• Exercises:
a) In the article below about Keith Wilcock, rewrite the paragraph beginning "He's surrounded by 300 framed" as a brief bulleted list that keeps its main facts.
b) Using the article below about Keith Wilcock, answer these questions:
(i) What did Wilcock's first painting show?
(ii) How old is Wilcock?
(iii) In what year did the Wilcock Gallery in Excelsior close?
:: Extract provided
Bedridden for a year with rheumatic fever during the second grade, Keith Wilcock spent hours upon hours drawing scenes of planes crashing.
His technique grew, and once he returned to school, he made his first painting for its art contest: a pirate ship.
Wilcock's teacher teased him for coloring the boat's sails purple, but his work still took the prize.
"It was far better than anybody else's, I must admit," says Wilcock, 84, chuckling amid dozens of acrylic and watercolor scenes on the walls of his Deephaven home. "And so I've been drawing and painting ever since."
More than seven decades later, the art collector continues to paint. His home is filled with art, making it feel "like being in heaven" to him.
He's surrounded by 300 framed and 200 unframed works of his own and other American painters, along with resined butterflies and the occasional sculpture. In his basement, he has an art studio and there's a backroom to store artworks he can't find space to hang up.
"Come back in a week and you'll see different ones on the walls," Wilcock says, walking through his house.
While it may be Wilcock's collection, the art isn't all for him to keep. It's from his former Wilcock Gallery in Excelsior, which closed in 2015 following his wife's progression of Alzheimer's disease. After losing her last year, he's now selling more pieces of the collection online.
::::
:: Dataset
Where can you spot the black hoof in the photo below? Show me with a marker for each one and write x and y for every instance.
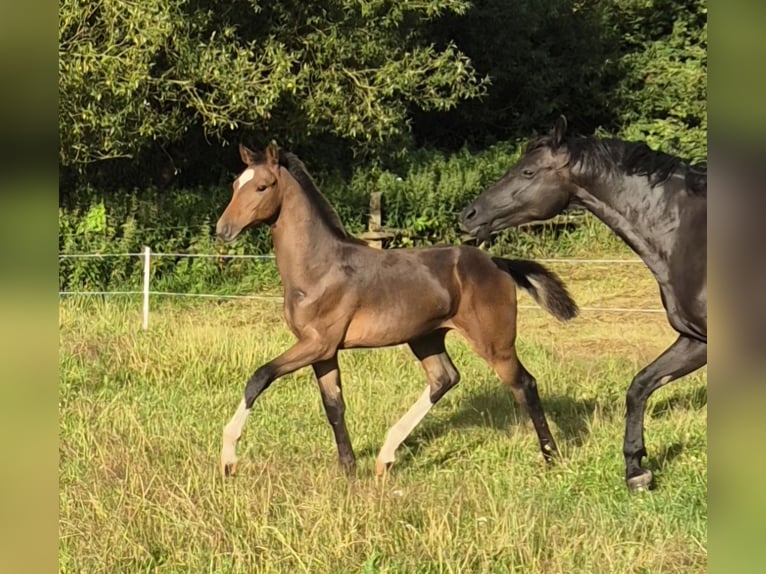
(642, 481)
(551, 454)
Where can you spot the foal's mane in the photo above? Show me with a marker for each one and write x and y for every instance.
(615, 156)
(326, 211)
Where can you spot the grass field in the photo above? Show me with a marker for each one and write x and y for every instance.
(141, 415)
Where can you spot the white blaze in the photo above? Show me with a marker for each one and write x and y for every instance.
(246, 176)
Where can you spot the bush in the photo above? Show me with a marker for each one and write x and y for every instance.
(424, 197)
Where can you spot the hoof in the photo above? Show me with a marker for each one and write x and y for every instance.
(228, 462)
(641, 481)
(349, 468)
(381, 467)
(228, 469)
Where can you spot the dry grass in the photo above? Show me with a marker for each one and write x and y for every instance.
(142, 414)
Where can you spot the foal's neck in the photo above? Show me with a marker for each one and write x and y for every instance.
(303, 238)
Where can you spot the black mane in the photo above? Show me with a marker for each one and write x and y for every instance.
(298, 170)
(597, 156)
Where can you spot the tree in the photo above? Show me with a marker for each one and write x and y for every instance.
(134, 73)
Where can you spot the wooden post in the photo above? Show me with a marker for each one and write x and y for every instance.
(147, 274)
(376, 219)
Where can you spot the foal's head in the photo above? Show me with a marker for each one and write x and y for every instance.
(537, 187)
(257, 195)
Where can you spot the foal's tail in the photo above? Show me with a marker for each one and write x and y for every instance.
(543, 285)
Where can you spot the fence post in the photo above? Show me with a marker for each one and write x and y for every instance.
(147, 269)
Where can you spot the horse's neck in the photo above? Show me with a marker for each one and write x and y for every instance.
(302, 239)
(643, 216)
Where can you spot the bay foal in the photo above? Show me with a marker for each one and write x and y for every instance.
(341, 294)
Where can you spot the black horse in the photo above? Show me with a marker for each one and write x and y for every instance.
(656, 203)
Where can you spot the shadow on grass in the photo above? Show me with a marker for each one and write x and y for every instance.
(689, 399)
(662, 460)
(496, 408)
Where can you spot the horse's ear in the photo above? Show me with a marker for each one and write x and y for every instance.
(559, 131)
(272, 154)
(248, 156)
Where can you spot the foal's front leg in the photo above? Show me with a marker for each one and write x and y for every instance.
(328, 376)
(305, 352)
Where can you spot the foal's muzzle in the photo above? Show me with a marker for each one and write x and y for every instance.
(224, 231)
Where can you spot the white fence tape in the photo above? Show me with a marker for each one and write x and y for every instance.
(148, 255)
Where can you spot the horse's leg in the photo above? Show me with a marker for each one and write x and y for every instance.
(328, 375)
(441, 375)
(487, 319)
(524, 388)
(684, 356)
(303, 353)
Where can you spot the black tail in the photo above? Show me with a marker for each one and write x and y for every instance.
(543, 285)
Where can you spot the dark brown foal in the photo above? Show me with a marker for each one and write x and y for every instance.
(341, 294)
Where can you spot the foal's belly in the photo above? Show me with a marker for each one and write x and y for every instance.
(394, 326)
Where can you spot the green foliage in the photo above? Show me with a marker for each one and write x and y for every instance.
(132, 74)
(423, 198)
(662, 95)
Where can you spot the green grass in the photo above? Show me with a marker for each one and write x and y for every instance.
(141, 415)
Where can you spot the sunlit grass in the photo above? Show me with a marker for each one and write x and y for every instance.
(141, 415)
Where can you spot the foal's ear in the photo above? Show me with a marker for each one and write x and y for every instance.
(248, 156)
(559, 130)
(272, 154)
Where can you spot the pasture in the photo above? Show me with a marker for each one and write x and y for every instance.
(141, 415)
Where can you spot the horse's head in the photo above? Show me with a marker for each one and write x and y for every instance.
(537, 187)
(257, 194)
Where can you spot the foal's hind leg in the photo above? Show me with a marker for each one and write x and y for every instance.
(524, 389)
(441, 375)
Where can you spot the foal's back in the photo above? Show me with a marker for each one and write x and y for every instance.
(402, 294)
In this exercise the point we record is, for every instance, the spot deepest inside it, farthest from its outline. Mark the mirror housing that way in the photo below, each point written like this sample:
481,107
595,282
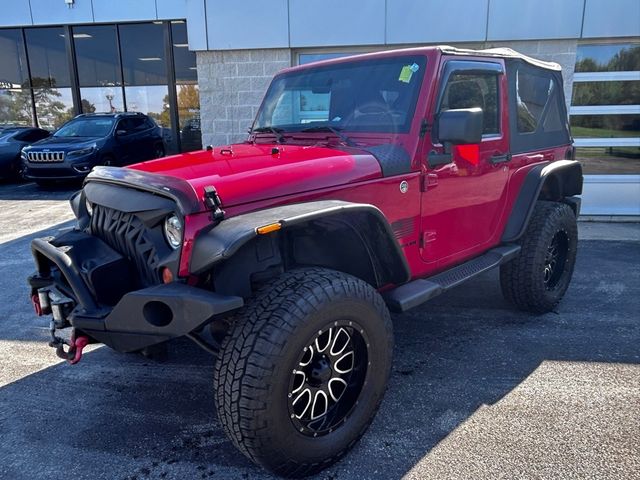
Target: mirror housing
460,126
::::
:: Dataset
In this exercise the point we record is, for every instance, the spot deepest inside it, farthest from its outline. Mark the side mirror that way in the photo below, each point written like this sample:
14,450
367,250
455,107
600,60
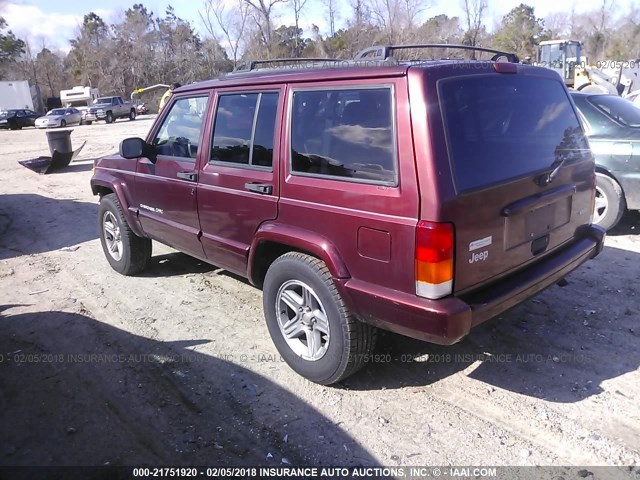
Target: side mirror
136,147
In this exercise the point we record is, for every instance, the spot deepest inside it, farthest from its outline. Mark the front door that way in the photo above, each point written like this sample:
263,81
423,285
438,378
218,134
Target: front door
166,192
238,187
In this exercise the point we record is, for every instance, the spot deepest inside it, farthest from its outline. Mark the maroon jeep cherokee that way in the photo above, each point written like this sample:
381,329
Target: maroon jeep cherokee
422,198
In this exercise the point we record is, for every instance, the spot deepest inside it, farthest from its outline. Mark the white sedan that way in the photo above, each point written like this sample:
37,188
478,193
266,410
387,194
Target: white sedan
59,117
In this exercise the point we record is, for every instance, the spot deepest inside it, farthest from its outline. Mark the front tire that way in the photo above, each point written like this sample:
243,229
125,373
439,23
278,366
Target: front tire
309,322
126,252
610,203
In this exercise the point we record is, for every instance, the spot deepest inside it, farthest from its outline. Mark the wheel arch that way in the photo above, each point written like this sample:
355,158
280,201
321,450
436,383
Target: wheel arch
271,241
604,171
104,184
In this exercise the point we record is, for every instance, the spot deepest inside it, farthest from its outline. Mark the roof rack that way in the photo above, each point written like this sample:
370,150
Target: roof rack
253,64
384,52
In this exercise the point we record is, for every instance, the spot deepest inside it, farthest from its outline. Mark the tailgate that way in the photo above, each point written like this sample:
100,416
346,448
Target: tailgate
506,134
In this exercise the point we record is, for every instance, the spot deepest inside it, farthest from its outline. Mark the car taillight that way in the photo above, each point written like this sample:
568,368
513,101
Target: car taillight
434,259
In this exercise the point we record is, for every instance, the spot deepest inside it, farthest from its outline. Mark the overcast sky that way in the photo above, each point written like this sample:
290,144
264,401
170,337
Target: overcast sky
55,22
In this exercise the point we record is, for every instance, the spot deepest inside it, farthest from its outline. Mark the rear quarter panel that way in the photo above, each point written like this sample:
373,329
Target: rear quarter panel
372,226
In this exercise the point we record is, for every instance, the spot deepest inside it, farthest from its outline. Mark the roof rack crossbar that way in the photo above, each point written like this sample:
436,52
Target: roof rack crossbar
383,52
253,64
::::
:: Dataset
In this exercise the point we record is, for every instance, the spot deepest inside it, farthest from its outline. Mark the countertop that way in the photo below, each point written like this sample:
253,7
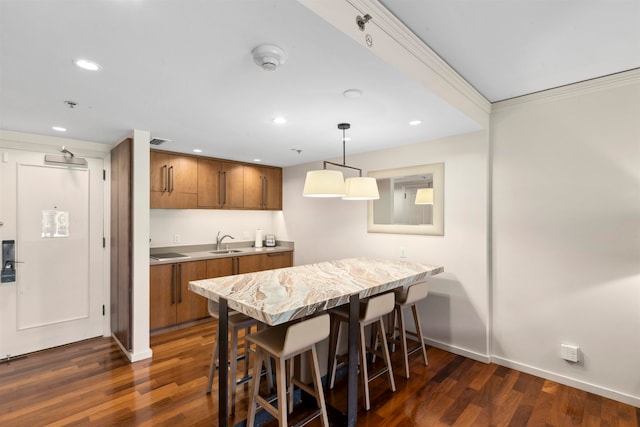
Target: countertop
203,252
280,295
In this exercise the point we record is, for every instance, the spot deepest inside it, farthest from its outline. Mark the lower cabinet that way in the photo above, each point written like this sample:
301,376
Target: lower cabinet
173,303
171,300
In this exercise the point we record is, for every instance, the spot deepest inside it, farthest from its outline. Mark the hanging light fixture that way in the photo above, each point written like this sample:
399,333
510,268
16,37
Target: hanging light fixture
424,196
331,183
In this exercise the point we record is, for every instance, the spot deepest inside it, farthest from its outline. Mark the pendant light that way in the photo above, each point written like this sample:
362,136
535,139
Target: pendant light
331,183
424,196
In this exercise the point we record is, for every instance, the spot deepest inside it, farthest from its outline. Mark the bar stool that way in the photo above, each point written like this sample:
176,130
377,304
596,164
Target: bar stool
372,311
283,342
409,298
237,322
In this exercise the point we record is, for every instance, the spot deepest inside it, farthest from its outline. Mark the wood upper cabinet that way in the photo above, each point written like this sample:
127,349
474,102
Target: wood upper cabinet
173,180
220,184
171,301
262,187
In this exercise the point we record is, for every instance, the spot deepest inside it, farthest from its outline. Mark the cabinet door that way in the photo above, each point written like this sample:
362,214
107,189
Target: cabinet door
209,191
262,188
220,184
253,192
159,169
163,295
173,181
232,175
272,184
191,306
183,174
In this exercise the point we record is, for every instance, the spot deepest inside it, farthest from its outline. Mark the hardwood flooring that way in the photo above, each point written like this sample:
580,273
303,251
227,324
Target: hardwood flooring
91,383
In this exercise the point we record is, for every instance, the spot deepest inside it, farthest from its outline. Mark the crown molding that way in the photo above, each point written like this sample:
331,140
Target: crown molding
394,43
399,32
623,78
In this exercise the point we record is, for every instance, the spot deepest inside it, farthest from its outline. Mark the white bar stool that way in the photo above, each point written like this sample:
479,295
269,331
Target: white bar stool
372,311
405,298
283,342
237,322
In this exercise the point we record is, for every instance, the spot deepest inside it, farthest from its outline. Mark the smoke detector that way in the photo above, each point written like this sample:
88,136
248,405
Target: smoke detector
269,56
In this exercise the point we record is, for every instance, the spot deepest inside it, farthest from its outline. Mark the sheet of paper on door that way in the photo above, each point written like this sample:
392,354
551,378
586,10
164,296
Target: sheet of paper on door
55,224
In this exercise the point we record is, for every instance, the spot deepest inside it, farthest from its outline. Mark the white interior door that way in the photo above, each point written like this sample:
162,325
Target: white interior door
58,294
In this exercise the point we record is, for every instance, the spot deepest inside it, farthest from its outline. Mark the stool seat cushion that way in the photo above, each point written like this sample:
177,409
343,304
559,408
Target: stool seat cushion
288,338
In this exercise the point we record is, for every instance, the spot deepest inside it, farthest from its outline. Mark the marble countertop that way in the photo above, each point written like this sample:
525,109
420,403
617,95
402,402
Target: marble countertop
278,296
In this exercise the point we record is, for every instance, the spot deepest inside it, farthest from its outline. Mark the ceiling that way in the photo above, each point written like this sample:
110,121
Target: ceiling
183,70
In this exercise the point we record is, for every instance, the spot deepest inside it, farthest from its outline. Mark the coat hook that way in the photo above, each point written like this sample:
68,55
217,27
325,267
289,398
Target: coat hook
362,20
::::
• Answers for this exercise:
a)
- 300 framed and 200 unframed works by Wilcock and other American painters
- Resined butterflies and the occasional sculpture
- An art studio in the basement
- A backroom for storing works he can't find space to hang

b)
(i) A pirate ship.
(ii) 84.
(iii) 2015.